## Document excerpt
★ ★ ★ ★ ★ ★ ★

Anonymous Coward | more than 2 years ago | (#38766152)

dude,

The earths mantle is what is absorbing the heat as the water is pumped down from the computer deep underground, as it returns back up to the computer the earths mass, far enough removed from the sun and not close enough to the earths core to be above 50 something degrees, cools the water. geothermal cooling/heating, depending on what temerature the liquid is you are cycling.
come on guys, this is basic stuff, I expect to see these types of comments on TMZ.com or please somewhere other than this site!

eric w

Geothermal heat pumps (5, Insightful)

Solandri (704621) | more than 2 years ago | (#38746196)

When I investigated a bunch of energy-saving options for a building I was managing, geothermal heat pumps [wikipedia.org] were by far the most cost effective (not to be confused with geothermal energy). For our building, its payback time would have been 3-5 years. There are no fancy materials, no high-tech equipment involved. Just a bunch of buried/sunken plastic tubes with water flowing through them. The ancient Romans used a variant of it [i4at.org] to air condition their homes.

Essentially they're the same thing as a window heat exchanger/air conditioner, except instead of using the ambient air as the heat dump, they use the ground or groundwater/pond. This provides a much steeper and more favorable temperature gradient in both winter and summer, allowing the heat exchanger to operate much more efficiently. Whereas air is about 90 F in summer, the ground is about 55 F making it much easier to pump heat into the ground. In winter the air is about 30 F, while the ground is still about 55 F, making it much easier to pump heat out of the ground. (Below about 40-50 F, most heat exchangers just shut off and run a heating coil, because it's so inefficient trying to extract heat from air that cold.)

They're an easy energy-saving measure which quickly pays for itself. I'm surprised more new building construction doesn't incorporate it. Makes sense for cooling computers, motors, etc. too if you've already got the infrastructure in place for your home or building.

Re:Geothermal heat pumps (3, Funny)

ciderbrew (1860166) | more than 2 years ago | (#38746314)

★ ★ ★ ★ ★ ★ ★

## Record excerpts
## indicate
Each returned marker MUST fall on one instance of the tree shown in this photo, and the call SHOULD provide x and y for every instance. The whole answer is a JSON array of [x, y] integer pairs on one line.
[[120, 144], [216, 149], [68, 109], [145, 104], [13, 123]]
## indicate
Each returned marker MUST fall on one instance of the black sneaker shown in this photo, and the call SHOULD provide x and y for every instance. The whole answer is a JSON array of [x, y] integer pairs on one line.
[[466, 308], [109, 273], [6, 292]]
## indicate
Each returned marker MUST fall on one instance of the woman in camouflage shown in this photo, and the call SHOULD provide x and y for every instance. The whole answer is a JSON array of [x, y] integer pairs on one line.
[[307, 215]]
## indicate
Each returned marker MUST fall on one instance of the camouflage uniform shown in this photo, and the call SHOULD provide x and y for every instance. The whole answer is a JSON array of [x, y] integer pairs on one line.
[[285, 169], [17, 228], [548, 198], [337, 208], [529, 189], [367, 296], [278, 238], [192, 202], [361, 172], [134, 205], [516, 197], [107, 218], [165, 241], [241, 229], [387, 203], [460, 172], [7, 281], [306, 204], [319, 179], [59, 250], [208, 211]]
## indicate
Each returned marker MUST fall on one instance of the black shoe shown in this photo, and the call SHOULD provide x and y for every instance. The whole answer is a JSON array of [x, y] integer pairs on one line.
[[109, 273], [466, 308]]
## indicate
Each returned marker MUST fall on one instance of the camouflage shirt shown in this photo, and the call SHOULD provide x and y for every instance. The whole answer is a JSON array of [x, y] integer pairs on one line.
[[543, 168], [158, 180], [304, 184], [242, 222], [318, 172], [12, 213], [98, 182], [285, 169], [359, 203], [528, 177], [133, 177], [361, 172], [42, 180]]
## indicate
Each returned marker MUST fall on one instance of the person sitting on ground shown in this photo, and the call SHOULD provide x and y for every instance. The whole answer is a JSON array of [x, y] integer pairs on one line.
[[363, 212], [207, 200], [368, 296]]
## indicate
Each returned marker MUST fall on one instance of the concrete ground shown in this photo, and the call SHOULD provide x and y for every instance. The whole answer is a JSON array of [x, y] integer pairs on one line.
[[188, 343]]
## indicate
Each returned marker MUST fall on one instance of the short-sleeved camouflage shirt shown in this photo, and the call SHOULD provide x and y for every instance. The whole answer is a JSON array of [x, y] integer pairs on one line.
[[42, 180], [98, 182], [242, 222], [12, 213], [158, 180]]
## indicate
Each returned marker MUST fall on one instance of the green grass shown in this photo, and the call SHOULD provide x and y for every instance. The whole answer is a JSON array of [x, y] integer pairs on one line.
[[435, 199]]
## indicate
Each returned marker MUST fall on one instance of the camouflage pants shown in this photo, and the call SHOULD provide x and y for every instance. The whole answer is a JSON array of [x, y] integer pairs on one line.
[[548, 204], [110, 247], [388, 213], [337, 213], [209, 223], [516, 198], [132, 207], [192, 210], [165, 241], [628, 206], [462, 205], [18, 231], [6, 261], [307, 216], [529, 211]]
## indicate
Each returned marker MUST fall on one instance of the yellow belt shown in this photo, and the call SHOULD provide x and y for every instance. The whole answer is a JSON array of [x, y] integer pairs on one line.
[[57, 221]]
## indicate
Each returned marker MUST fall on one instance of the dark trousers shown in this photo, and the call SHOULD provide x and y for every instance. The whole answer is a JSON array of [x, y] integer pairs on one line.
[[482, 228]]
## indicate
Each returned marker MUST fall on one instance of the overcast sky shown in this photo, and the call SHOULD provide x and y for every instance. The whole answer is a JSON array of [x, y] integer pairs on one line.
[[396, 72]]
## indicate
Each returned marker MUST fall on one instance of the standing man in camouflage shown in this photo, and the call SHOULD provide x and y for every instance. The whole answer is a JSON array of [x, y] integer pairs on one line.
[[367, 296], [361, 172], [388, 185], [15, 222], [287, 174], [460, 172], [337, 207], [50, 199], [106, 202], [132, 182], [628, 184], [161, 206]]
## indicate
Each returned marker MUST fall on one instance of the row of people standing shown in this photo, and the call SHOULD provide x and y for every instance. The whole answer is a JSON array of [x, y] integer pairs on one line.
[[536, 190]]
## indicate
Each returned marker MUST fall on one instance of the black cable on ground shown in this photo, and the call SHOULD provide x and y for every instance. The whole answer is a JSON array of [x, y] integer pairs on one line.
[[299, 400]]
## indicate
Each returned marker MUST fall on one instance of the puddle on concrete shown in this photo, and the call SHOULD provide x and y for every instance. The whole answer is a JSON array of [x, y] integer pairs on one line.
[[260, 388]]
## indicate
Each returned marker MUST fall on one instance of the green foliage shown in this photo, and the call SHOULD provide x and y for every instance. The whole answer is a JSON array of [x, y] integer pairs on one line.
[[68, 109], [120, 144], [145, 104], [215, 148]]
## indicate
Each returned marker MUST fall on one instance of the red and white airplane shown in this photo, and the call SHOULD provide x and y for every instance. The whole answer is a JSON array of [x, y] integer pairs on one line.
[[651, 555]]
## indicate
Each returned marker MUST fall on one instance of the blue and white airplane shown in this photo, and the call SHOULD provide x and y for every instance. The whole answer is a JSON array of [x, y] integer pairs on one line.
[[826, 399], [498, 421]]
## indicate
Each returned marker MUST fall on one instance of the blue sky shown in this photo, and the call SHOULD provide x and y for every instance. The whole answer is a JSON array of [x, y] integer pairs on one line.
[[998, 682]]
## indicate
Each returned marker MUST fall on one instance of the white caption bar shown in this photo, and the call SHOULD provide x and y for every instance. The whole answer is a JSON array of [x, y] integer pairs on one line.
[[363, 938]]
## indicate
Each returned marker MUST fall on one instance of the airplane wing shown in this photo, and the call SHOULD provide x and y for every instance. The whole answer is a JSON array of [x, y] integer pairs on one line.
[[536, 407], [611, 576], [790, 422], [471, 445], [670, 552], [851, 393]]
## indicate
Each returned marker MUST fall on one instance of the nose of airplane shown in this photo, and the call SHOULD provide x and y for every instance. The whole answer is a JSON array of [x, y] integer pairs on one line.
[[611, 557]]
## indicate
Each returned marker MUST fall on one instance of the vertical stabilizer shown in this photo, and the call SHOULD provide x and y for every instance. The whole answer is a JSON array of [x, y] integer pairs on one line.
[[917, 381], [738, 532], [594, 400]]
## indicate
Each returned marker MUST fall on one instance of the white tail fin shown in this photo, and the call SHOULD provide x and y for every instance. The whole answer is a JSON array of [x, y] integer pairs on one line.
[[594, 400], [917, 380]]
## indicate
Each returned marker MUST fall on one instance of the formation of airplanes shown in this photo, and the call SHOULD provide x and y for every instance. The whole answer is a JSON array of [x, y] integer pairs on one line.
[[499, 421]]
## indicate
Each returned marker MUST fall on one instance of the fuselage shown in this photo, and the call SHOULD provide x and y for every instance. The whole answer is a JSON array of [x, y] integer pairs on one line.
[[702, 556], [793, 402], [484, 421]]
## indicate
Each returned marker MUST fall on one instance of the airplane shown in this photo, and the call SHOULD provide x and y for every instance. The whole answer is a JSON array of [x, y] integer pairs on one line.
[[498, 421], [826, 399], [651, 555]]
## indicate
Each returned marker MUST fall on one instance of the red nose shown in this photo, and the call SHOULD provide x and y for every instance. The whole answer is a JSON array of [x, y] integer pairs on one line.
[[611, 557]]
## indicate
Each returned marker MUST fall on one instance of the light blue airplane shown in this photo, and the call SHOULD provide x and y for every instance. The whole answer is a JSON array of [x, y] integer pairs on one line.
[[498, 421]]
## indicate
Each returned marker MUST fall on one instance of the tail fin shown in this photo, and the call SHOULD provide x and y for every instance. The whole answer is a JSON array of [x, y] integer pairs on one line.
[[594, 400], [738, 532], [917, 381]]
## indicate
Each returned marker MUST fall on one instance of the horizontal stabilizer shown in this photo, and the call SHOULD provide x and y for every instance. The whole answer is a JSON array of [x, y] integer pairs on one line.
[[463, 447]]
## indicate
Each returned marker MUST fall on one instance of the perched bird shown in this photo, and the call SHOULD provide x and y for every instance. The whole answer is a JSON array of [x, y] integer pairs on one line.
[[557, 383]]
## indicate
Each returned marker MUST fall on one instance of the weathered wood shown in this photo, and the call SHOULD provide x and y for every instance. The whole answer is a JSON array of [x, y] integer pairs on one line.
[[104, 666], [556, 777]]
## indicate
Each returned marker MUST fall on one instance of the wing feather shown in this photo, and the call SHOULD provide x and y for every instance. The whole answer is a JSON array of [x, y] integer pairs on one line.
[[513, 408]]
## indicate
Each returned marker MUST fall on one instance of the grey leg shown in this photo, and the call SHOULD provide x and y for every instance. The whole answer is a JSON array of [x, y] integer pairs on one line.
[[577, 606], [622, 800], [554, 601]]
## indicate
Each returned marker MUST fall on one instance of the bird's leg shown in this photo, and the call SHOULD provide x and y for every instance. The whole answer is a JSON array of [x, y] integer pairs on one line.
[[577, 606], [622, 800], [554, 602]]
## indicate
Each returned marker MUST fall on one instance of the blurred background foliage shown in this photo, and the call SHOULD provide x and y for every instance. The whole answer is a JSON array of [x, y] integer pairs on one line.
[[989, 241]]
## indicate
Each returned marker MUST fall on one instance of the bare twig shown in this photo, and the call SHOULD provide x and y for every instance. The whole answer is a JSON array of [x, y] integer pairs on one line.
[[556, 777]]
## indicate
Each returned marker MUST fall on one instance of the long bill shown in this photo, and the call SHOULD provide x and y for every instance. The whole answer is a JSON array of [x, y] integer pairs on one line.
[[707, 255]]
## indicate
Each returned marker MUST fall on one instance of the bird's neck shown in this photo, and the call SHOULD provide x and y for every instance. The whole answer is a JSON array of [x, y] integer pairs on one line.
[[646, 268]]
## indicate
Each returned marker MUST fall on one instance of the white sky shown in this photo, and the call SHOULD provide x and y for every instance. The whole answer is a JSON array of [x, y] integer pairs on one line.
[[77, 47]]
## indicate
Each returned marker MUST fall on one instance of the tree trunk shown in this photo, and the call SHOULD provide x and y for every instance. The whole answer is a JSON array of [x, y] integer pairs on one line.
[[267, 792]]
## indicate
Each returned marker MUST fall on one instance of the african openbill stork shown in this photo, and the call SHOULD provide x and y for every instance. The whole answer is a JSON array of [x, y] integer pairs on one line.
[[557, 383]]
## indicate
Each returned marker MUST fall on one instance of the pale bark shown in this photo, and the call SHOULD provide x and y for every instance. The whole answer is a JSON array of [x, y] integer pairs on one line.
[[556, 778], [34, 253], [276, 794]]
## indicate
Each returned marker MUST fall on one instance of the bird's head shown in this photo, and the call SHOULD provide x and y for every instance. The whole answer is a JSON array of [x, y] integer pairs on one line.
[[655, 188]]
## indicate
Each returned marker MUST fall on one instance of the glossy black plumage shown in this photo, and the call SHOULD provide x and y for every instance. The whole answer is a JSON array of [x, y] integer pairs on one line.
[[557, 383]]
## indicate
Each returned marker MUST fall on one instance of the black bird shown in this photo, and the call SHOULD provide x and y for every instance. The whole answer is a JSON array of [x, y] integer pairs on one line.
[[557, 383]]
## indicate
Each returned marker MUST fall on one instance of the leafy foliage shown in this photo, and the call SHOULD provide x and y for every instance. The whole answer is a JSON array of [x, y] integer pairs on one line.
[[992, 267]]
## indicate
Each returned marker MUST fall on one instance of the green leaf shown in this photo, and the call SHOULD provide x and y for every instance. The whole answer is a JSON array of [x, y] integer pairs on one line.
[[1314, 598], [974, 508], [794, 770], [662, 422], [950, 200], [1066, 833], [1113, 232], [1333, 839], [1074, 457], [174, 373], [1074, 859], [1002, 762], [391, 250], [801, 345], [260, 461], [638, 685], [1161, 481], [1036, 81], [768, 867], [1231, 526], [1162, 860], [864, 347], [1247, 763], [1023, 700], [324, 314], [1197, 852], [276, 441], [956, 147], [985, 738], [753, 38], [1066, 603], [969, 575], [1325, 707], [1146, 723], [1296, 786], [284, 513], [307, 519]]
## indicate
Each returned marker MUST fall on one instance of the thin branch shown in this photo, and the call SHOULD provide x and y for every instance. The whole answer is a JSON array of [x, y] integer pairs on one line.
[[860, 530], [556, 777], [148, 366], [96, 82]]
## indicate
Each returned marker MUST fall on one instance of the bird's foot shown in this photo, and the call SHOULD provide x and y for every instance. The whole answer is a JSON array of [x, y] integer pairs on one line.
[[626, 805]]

★ ★ ★ ★ ★ ★ ★

## Jobs
A: Answer these questions using the geothermal heat pump thread, writing each answer on its own line marked (i), (ii) and (iii):
(i) What payback time did Solandri give for geothermal heat pumps in the building they were managing?
(ii) According to Solandri, what is the approximate temperature of the ground in both summer and winter?
(iii) Who used a variant of geothermal cooling to air condition their homes?
B: Pull out everything in the geothermal heat pump thread from "The earths mantle" down to "than this site!", copying it word for word.
C: List every comment ID number (the numbers beginning with "#") that appears in the geothermal heat pump thread.

## Exercise solutions
A:
(i) 3-5 years
(ii) About 55 F
(iii) The ancient Romans

B:
The earths mantle is what is absorbing the heat as the water is pumped down from the computer deep underground, as it returns back up to the computer the earths mass, far enough removed from the sun and not close enough to the earths core to be above 50 something degrees, cools the water. geothermal cooling/heating, depending on what temerature the liquid is you are cycling.
come on guys, this is basic stuff, I expect to see these types of comments on TMZ.com or please somewhere other than this site!

C:
#38766152
#38746196
#38746314